• _Fragmento del texto_:
::::::::
Jugar al fútbol y que te den dinero por ello está muy cerca de ser el sueño perfecto para la mayoría de la población masculina a nivel mundial. En las oficinas, cuando un empleado se siente atrapado entre cuatro paredes, no hay mejor solución que la de tomar cualquier cosa que pueda ser pateada y cerrar los ojos unos cuantos segundos para sentir que se está sobre una cancha de fútbol, pasando a segundo plano si el escenario es un campo de verde pasto o un auténtico lodazal.

El timbre que anuncia el receso en las escuelas primarias y secundarias no es sino la primera llamada para el enfrentamiento próximo a iniciar. Los parques públicos aún sin tener un calendario en toda forma saben que en la naturaleza del ser humano se encuentra el utilizar las horas supuestamente destinadas a la comida para disputar un cotejo apasionante y en el que los más desfavorecidos se olvidan de sus penas para volar como el más grande de los arqueros o para driblar al más puro estilo del más renombrado de los jugadores brasileños del momento. Pasar largos minutos pegado a ese mágico objeto redondo, patearlo y dejarte llevar por su seductora esencia es la ilusión de cualquiera, todavía más cuando recibes ingresos por ello.
::::::::
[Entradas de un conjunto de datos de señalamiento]
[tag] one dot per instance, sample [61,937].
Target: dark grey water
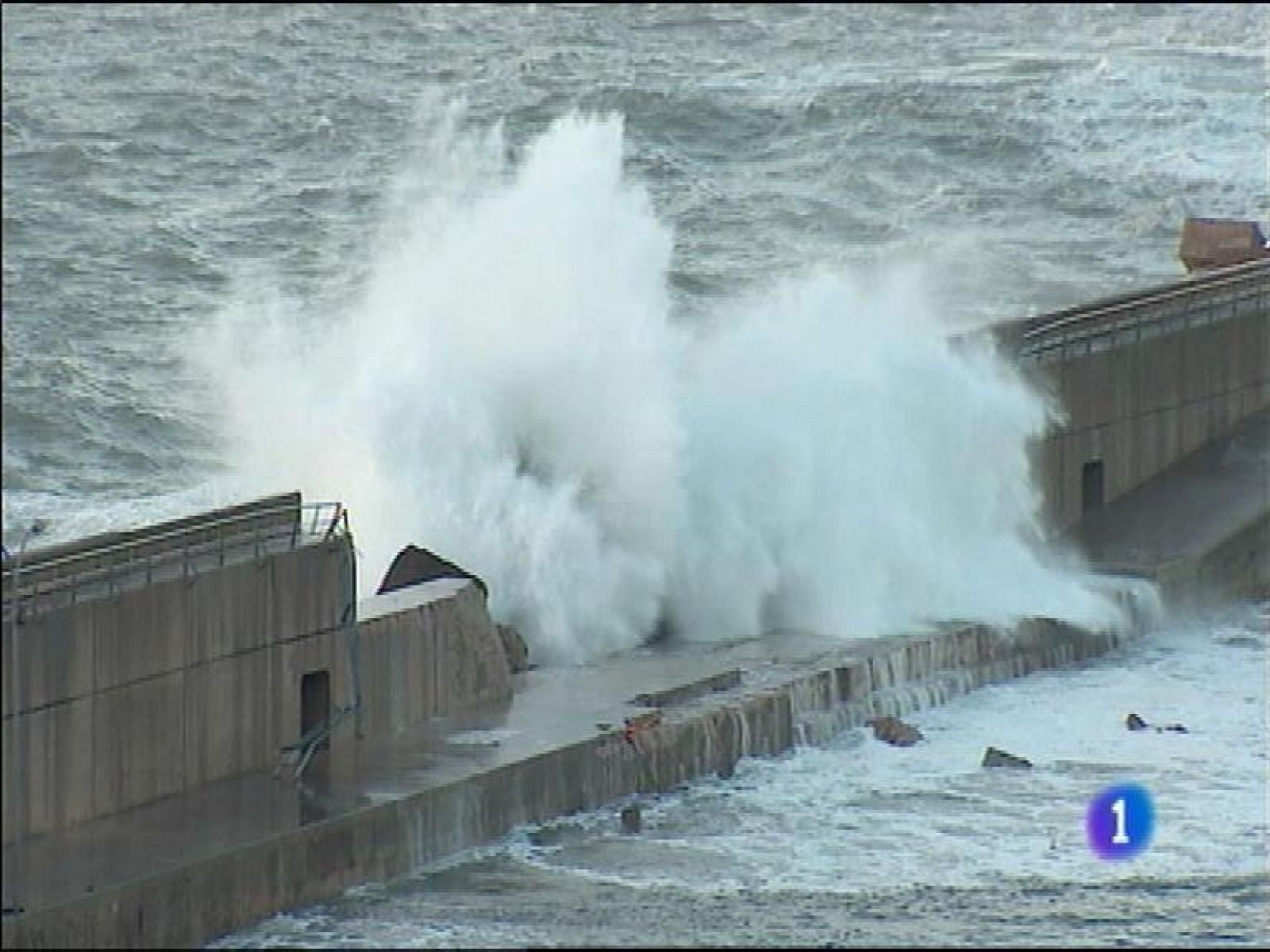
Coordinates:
[156,155]
[361,187]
::::::::
• _Enunciado de la tarea_: Copia literalmente, del fragmento sobre el fútbol de arriba, la parte que se abre con las palabras que contienen "El timbre que" y se cierra con "ingresos por ello.".

• _Resultado de la tarea_:
El timbre que anuncia el receso en las escuelas primarias y secundarias no es sino la primera llamada para el enfrentamiento próximo a iniciar. Los parques públicos aún sin tener un calendario en toda forma saben que en la naturaleza del ser humano se encuentra el utilizar las horas supuestamente destinadas a la comida para disputar un cotejo apasionante y en el que los más desfavorecidos se olvidan de sus penas para volar como el más grande de los arqueros o para driblar al más puro estilo del más renombrado de los jugadores brasileños del momento. Pasar largos minutos pegado a ese mágico objeto redondo, patearlo y dejarte llevar por su seductora esencia es la ilusión de cualquiera, todavía más cuando recibes ingresos por ello.